▶ Given instruction: Could you transcribe every line of the records below word for word, omitting the pictures?

Location labeling records:
--- begin ---

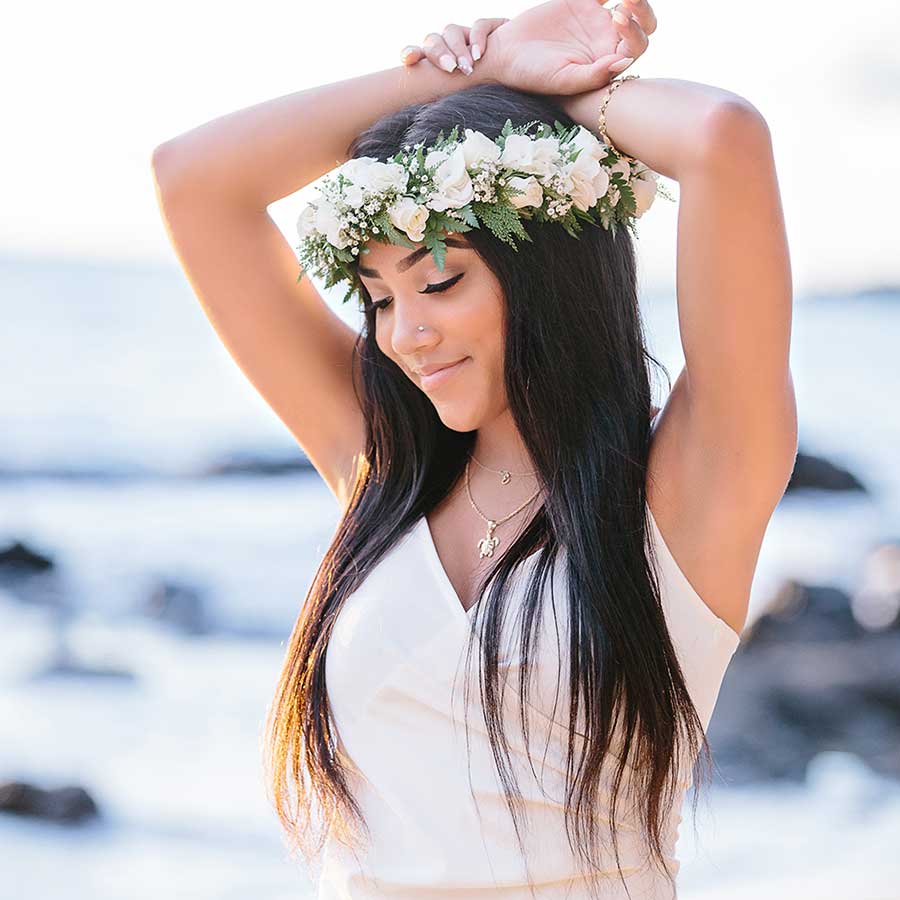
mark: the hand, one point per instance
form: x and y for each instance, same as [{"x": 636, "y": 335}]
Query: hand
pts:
[
  {"x": 457, "y": 45},
  {"x": 561, "y": 47}
]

--- end ---

▶ Written response:
mark: the hand, one point per instance
form: x and y for each instance, same as [{"x": 636, "y": 335}]
Query: hand
pts:
[
  {"x": 457, "y": 45},
  {"x": 561, "y": 47}
]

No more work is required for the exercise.